*The task*. From the line that contains "mark every auction" to the last line of the entries, set down each line exactly as written, both ends included, with nothing else.

*Material to process*.
%%
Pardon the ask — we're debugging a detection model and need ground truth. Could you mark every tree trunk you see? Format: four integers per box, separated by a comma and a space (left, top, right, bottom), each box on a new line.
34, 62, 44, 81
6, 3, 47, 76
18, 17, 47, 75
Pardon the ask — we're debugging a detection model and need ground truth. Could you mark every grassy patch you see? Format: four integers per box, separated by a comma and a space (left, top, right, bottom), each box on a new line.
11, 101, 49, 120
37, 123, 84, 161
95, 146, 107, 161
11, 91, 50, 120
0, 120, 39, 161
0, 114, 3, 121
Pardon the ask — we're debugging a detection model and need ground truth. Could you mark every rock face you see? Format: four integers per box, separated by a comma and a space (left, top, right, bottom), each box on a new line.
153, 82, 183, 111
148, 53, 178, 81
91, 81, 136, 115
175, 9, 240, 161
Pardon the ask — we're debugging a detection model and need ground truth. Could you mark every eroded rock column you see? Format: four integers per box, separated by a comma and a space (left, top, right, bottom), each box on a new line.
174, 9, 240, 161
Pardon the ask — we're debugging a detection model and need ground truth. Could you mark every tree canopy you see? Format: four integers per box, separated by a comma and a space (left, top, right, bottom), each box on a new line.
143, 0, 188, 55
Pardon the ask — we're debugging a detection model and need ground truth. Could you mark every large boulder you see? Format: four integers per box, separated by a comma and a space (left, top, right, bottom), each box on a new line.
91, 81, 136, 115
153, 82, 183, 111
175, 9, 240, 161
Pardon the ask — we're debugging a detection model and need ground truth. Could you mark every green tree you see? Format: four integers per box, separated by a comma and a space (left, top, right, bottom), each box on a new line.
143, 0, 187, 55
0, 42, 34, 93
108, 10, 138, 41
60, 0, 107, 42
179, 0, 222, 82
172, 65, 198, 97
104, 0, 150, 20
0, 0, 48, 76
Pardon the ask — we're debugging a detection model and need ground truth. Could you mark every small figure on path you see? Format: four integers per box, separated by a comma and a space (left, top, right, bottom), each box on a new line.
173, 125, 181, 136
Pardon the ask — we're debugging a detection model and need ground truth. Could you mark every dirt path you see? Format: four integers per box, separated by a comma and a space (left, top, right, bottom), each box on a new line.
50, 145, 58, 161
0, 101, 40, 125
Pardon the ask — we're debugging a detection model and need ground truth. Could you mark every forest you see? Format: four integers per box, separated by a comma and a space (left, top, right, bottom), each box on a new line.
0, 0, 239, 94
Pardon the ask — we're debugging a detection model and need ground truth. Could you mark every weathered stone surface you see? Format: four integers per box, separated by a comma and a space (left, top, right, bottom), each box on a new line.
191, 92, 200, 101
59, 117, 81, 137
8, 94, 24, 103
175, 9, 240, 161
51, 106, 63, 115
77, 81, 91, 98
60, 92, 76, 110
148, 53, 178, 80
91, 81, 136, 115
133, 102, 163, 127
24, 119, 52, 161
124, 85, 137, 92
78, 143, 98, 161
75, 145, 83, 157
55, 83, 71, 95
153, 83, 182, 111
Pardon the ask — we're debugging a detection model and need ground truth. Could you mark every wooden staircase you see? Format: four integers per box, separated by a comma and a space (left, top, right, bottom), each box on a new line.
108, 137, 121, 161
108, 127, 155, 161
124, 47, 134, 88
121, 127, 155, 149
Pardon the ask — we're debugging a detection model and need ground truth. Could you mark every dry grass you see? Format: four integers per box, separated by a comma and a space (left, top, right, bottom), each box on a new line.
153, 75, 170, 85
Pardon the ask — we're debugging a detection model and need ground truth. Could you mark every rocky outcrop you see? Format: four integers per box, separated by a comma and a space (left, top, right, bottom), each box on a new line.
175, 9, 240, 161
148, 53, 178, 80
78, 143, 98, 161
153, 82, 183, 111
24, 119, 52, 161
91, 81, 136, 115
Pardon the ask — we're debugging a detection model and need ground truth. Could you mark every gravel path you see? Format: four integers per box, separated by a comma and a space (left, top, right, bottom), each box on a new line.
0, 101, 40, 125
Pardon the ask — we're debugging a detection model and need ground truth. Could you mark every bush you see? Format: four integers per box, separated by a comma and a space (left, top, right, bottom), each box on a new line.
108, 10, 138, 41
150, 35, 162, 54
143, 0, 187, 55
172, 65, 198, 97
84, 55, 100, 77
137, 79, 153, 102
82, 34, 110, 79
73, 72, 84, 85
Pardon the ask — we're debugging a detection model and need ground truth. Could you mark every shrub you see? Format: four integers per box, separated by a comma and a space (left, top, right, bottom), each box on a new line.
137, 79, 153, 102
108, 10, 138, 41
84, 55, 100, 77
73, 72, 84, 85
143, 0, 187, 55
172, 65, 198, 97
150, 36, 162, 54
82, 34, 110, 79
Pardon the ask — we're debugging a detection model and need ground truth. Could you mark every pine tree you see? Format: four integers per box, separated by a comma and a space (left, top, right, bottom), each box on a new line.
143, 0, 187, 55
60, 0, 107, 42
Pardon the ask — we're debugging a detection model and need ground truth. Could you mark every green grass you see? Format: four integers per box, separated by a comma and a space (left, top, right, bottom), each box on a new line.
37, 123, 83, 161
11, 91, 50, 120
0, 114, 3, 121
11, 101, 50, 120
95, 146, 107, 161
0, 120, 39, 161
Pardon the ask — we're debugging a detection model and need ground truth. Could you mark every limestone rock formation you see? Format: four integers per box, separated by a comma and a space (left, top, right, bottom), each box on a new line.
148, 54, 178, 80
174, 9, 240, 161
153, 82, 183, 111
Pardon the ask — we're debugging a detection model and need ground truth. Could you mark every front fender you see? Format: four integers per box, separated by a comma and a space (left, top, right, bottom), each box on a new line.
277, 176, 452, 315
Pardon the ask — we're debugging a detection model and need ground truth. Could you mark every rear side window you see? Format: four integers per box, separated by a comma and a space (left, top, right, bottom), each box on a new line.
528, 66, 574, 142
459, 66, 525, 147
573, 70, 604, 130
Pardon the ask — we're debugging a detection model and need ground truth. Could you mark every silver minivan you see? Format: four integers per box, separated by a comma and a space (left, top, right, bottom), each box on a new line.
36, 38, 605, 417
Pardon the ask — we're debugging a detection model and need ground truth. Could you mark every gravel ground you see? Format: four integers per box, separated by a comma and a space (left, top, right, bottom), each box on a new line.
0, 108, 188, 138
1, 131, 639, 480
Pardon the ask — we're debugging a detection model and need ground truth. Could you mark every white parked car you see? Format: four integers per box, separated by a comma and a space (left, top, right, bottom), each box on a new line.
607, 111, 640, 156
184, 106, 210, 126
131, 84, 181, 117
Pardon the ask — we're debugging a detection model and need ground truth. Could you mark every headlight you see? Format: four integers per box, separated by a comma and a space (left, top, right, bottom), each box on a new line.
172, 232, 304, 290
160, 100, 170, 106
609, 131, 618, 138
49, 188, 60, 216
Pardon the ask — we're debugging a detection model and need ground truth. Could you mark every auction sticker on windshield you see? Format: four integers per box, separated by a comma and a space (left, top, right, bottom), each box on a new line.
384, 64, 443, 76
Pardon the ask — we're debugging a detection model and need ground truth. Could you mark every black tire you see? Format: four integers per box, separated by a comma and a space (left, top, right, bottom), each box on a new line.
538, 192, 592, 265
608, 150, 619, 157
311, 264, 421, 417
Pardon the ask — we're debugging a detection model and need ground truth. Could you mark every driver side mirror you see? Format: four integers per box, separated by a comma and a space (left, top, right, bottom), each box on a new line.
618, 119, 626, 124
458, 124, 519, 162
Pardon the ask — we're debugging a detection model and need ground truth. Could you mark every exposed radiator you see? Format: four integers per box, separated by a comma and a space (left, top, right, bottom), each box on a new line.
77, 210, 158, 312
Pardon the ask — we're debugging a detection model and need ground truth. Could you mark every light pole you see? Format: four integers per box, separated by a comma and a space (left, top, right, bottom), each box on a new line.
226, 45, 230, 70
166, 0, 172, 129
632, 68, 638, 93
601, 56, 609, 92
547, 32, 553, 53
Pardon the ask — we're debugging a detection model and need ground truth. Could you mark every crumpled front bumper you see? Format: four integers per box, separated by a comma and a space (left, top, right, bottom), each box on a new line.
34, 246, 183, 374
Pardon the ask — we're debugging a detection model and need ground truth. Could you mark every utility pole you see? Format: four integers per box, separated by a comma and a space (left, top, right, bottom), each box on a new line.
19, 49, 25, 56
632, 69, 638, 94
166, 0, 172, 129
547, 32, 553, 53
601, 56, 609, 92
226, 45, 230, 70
%%
*Written answer*.
Pardon the ask — we're debugging a detection model and need ground truth. Could you mark every auction sticker on windshield you see? Format: four integers per box, separated by a comma and a space (left, top, right, bottom), each box on a new line.
384, 64, 443, 76
Pardon the ask — we're debugging a detection model and need ground truth. Could you mark every black tire you see? Format: four integers per box, separated by a comma and a space (left, top, right, bottom), each box on a new line.
538, 192, 592, 265
608, 150, 619, 157
311, 264, 421, 417
Pardon the ask — we're debugging a detection model and need ground truth. Could you mark every driver side mirror you see? Format: four integers per box, separated by a comma and a space (left, top, right, bottom), each box on a new line.
618, 119, 626, 124
458, 124, 519, 162
Pardon the ask — we're debugging a detection model and need ground truth. Could you mark every exposed radiator you see? Format: four integers per box, separated by a comma and a space (left, top, right, bottom), each box on a new line.
77, 210, 158, 312
Pardon the ask — we're debugging a detection model and need ground truth. Could you mark every light pole you see? Format: four integers per box, separated by a comma and a space (left, top, right, bottom), each box on a new line.
226, 45, 230, 70
166, 0, 172, 129
632, 68, 638, 93
601, 56, 609, 92
547, 32, 553, 53
Pardon the ask — we're debugging a detection model and need ground truth. Could you mark every crumpled front bumper you see? Format: four integers per box, separated by a comma and a space (left, top, right, bottom), each box on a new line.
34, 246, 183, 374
Pardon the ask — we're debugging a detection model and need ground truth. Could you mark every utility pole you see? Format: four integers per box, separated by a comma and a space (left, top, right, bottom), each box on a new line.
19, 49, 25, 56
632, 69, 638, 94
166, 0, 172, 129
547, 32, 553, 53
601, 56, 609, 92
226, 45, 230, 70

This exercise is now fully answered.